WHAT TO PRODUCE:
Retype every line of the listing below without changing a word, and leave the pictures out.

↓

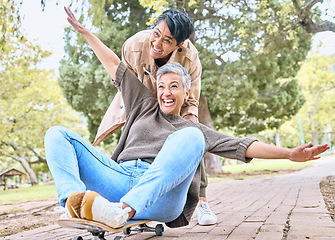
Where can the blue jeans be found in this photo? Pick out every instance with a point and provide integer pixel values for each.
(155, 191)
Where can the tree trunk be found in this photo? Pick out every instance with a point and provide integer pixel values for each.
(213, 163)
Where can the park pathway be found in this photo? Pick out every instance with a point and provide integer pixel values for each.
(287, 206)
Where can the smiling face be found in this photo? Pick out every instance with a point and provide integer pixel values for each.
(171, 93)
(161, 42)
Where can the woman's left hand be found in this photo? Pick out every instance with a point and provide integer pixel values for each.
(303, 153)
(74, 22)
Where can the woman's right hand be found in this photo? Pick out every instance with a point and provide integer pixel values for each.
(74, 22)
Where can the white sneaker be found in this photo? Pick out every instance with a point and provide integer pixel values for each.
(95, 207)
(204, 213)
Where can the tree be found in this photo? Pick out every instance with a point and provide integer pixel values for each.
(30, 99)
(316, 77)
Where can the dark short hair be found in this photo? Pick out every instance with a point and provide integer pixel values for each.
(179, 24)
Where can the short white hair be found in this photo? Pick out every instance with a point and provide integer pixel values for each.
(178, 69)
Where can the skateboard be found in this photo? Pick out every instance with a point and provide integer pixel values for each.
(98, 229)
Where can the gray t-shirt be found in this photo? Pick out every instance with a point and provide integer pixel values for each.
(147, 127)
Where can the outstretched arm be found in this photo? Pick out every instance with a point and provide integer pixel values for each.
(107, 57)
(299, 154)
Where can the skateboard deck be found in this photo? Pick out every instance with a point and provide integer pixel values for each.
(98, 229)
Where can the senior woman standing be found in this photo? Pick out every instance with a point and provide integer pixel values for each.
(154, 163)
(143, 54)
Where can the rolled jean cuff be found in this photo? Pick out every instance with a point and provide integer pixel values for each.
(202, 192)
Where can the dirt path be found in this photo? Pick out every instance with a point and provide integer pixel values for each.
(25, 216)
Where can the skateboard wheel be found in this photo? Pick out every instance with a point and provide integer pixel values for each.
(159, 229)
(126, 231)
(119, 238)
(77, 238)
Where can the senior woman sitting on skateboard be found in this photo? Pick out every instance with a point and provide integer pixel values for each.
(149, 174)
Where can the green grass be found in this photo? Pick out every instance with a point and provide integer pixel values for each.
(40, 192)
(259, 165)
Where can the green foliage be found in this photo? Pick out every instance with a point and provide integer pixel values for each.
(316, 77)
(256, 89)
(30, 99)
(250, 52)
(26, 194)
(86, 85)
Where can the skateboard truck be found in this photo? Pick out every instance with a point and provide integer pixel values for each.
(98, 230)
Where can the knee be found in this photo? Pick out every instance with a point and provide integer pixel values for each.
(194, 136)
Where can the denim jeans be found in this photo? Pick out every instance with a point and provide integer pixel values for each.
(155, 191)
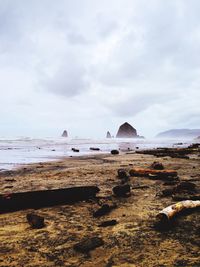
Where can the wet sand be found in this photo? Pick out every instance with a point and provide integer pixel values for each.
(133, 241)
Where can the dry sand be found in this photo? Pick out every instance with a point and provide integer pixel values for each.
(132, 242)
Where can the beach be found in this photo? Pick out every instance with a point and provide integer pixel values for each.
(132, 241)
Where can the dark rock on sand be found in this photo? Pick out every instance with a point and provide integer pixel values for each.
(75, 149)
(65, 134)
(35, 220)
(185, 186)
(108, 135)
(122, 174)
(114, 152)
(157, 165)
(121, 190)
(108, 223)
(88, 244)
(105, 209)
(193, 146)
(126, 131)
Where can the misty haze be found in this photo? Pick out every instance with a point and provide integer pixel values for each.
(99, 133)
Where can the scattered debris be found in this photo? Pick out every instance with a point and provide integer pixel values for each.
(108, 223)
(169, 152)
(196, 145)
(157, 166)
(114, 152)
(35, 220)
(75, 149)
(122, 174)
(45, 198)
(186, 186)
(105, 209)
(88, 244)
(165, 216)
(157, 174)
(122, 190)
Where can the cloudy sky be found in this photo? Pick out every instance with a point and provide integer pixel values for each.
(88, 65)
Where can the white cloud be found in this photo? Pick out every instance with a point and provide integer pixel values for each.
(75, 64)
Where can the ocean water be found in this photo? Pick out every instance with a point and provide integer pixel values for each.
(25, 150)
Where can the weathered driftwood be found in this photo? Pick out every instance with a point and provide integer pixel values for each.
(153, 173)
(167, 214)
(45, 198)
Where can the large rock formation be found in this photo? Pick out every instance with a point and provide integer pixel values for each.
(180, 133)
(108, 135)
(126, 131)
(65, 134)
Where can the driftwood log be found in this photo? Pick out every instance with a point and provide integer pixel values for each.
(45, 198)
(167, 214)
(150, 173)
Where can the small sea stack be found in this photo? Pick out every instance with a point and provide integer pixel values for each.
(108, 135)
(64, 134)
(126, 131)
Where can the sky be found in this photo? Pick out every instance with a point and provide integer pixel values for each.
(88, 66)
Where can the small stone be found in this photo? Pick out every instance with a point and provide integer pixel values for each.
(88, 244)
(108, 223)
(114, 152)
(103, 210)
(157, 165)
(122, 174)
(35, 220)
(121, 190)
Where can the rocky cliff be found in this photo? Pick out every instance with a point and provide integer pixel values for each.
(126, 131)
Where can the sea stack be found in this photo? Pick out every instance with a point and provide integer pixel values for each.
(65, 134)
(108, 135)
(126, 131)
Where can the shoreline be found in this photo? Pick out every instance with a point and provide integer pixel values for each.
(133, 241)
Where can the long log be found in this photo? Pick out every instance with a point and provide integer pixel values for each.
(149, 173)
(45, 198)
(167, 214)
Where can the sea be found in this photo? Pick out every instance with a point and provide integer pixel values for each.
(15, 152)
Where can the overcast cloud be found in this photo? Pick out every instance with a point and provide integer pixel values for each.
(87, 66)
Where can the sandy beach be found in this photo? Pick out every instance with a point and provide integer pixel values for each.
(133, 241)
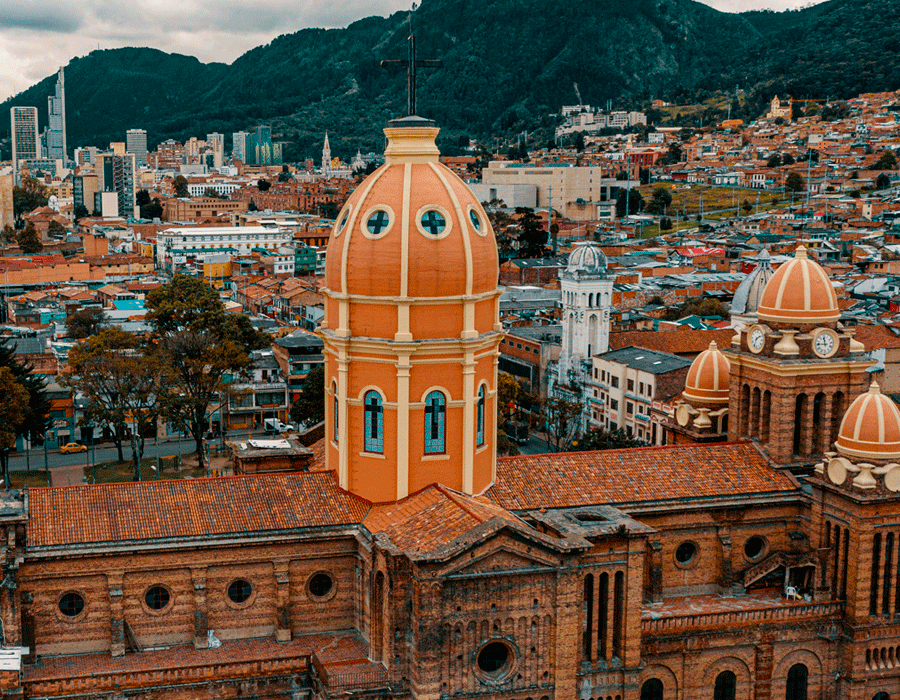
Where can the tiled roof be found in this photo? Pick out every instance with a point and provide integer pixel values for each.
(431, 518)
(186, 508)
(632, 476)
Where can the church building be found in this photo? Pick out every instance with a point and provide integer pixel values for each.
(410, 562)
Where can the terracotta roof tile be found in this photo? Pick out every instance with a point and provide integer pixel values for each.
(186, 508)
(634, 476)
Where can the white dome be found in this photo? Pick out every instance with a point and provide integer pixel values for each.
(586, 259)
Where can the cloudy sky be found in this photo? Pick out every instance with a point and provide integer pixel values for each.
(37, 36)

↑

EXERCISE RESULT:
Where can the blue jeans be found in this photo? Pick out every instance with a point and provide integer pixel values for each.
(155, 191)
Where can the tree trunk be found in this photo? Pick out every instance with a point and provide integer pixel values for each.
(213, 163)
Where can the park pathway be found in this photo? Pick out every instance with a point and provide integer pixel values for each.
(287, 206)
Where can the smiling face be found in this photo? Pick out every instance with a point and provide integer pixel values for each.
(171, 93)
(161, 42)
Where can the woman's left hand be found in this photo? Pick out every instance with a point and provide integer pixel values for each.
(303, 153)
(74, 22)
Where can the woman's right hand be found in this photo? Pick out every instance with a point and provide integer pixel values for each.
(74, 22)
Where can the white sneaker be found in this photo? Pick out every instance with a point and provide integer pixel values for each.
(95, 207)
(204, 213)
Where can the tree be found in this photo? Pick out every instance with a point and provide integer pixel values for each.
(30, 99)
(316, 77)
Where can the dark short hair be found in this photo? Pick out every instance with a point and provide integer pixel values for each.
(179, 24)
Where can the short white hair be found in this photo? Pick out every instance with a point and provide integer pixel values for each.
(178, 69)
Where can the skateboard be found in this photo? Pick out every instance with a point and provide integer pixel values for each.
(98, 229)
Where can the gray t-shirt be found in this photo? Pick out every instance with a point and provide integer pixel values for each.
(147, 127)
Where can the outstretched arm be found in this photo? Pick out every instance with a point and provide integer pixel values for each.
(107, 57)
(299, 154)
Where can the skateboard deck be found in this photo? Pick out every instance with a point and provide integer pixel values for each.
(98, 229)
Where can the senior woman standing be found in this photo? Pick out every instance with a point and provide integer pixel values for each.
(154, 163)
(143, 54)
Where can the rolled jean cuff be found in this photo? Pick out every instance with a point and provide integer pixel values for each.
(202, 192)
Where can the dirt path be found in this photo? Pick out every instance with a point and provide integer pixel values for each.
(25, 216)
Where can the skateboard wheel be found in this photo? Pick out every instance with a point and provide integer pixel values for each.
(159, 229)
(126, 231)
(119, 238)
(77, 238)
Where can the senior woman sitting on skateboard be found in this photo? Pick out every instance with a point and provide integer pixel values for each.
(149, 174)
Where can the green grass be found in this photo? Pick out every instance with a point and provide integer pixel values for each.
(40, 192)
(259, 165)
Where can the green foliage be found in this photo? Pick out every instance with a point and provide integer pixel values for each.
(316, 77)
(256, 89)
(30, 99)
(250, 52)
(26, 194)
(86, 85)
Where can the skateboard truck be found in this photo? Pick out every instance with a point and provide integer pixel values for each.
(98, 230)
Where can the knee be found in this photo? Pick out every instance with a point and provide integer pixel values for each.
(194, 136)
Where can the denim jeans be found in this photo? Pick out every instance with a point and provide integer pixel values for each.
(155, 191)
Where can the wet sand be found in this photo? Pick out every instance with a point and provide integer pixel values for each.
(133, 241)
Where can the dry sand be found in this photo? Pick out every instance with a point and provide integer pixel values for each.
(132, 242)
Where can the beach be found in this photo? Pick out every instance with a point and provide integer pixel values for each.
(132, 241)
Where can the dark rock on sand be found in this photo? Pick out every instance with a point and provide integer pixel values for each.
(75, 149)
(65, 134)
(35, 220)
(185, 186)
(108, 135)
(122, 174)
(114, 152)
(157, 165)
(121, 190)
(108, 223)
(88, 244)
(105, 209)
(193, 146)
(126, 131)
Where can the misty haze be found in this photo? Pick out every instance with a point and provide integer pixel values for each.
(99, 133)
Where can the scattered debris be found in this photo? Pick out every instance with a point and provide integer pixel values for each.
(108, 223)
(169, 152)
(196, 145)
(157, 166)
(114, 152)
(35, 220)
(75, 149)
(122, 174)
(45, 198)
(186, 186)
(105, 209)
(88, 244)
(165, 216)
(157, 174)
(122, 190)
Where can the cloudy sky be found in this photo? Pick out every instance with a point and provide integer pixel values for each.
(88, 65)
Where can the white cloud be found in this photo? Pick out every instance with a point and provide integer pixel values for each.
(75, 64)
Where can the ocean water be found in this photo? Pick out every instance with a point and provide integer pixel values for each.
(25, 150)
Where can the weathered driftwood be found in this photo? Pick out every instance with a point and provide integer pixel values for each.
(153, 173)
(167, 214)
(45, 198)
Where can the large rock formation be found in this photo? Pick out every instance with a point and provide integer pixel values for each.
(180, 133)
(108, 135)
(126, 131)
(65, 134)
Where can the driftwood log be found in this photo? Pick out every instance with a point and provide integer pixel values for each.
(45, 198)
(167, 214)
(150, 173)
Where can the small sea stack be found in this photo? Pick out every instance with a point and provide integer pixel values for each.
(108, 135)
(64, 134)
(126, 131)
Where can the sky be found in this photo? Pick out every instance with a point and provide integer pixel values for each.
(88, 66)
Where can the small stone be found in this photo? Pick out every instance with a point and provide integer pixel values for each.
(88, 244)
(108, 223)
(114, 152)
(103, 210)
(157, 165)
(122, 174)
(35, 220)
(121, 190)
Where can the rocky cliff be found in this photo? Pick out every instance with a point and provide integer pixel values for each.
(126, 131)
Where can the sea stack be found in this photo? Pick out every instance with a point and provide integer pixel values for each.
(65, 134)
(108, 135)
(126, 131)
Where can the shoreline be found in this photo? Pick out every instance with a point and provide integer pixel values for each.
(133, 241)
Where can the long log be found in this photo? Pick out every instance with a point and provide integer pixel values for each.
(149, 173)
(45, 198)
(167, 214)
Where can the sea be found in this photo? Pick out every instance with a point and provide integer pixel values for each.
(15, 152)
Where can the overcast cloud be found in this photo? Pick out every instance with a point and provide integer pixel values for each.
(87, 66)
Where can the sandy beach be found in this photo? Pick out every instance with a point and provide integer pixel values for each.
(133, 241)
Where can the tiled roof be found in this photo? Pick out every instance with a point and provide integer pixel values for each.
(431, 518)
(186, 508)
(632, 476)
Where can the church building be found in this photo? Pick out every instance with a point and provide integer pixel values for each.
(410, 562)
Where can the terracotta roof tile be found in this photo? Pick out every instance with a point and provide integer pixel values for each.
(186, 508)
(634, 476)
Where can the white dome be found in this photo? Pick out every instance with a point and provide integer pixel values for each.
(586, 259)
Where can the cloudy sky be found in this photo? Pick out every instance with a point and provide integer pixel values for each.
(37, 36)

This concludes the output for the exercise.